**Written request:** Update the material below by replacing "thickest part" with "widest part" everywhere and changing nothing else. Leave the pictures out of your answer.
─── Stored data
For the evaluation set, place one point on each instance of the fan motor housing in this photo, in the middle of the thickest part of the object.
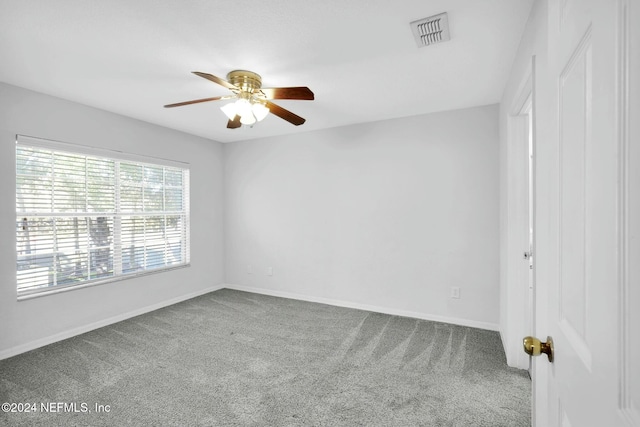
(247, 81)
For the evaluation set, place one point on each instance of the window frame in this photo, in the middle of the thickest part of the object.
(118, 157)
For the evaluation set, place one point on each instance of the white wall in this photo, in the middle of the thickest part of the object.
(513, 292)
(28, 324)
(385, 216)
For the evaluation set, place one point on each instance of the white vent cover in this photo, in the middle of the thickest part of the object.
(434, 29)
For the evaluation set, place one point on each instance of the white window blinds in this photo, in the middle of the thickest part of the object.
(84, 218)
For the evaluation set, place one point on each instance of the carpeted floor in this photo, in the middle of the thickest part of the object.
(232, 358)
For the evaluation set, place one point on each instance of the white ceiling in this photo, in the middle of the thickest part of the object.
──────
**Result of this exercise:**
For the evaluation set, place one point on each instance of the fan motor housing in this photo, in the middle of the widest part of the object.
(247, 81)
For the evaluation set, place one point on each instance of the window frame in this photo, in the middle of the widest part of the object.
(118, 157)
For the evaluation set, place one point on each instance of the white wall in this photo, in the middle of the widest part of the object.
(513, 292)
(28, 324)
(385, 216)
For the evaluation set, place one point on each instance of the white vent cover in this photo, in the middle of the widest part of the object.
(434, 29)
For the evaluation set, place one point on each instance of the white window blinds in this photo, in the middle of the widest part of the object.
(84, 218)
For the evaluation set, place one point on each instance of the carpeted floor in this photo, in the middle of the widest part of the object.
(232, 358)
For the evaluation set, place one point on each instance of the white ceiling in this photo, in the middle of the widest part of the object.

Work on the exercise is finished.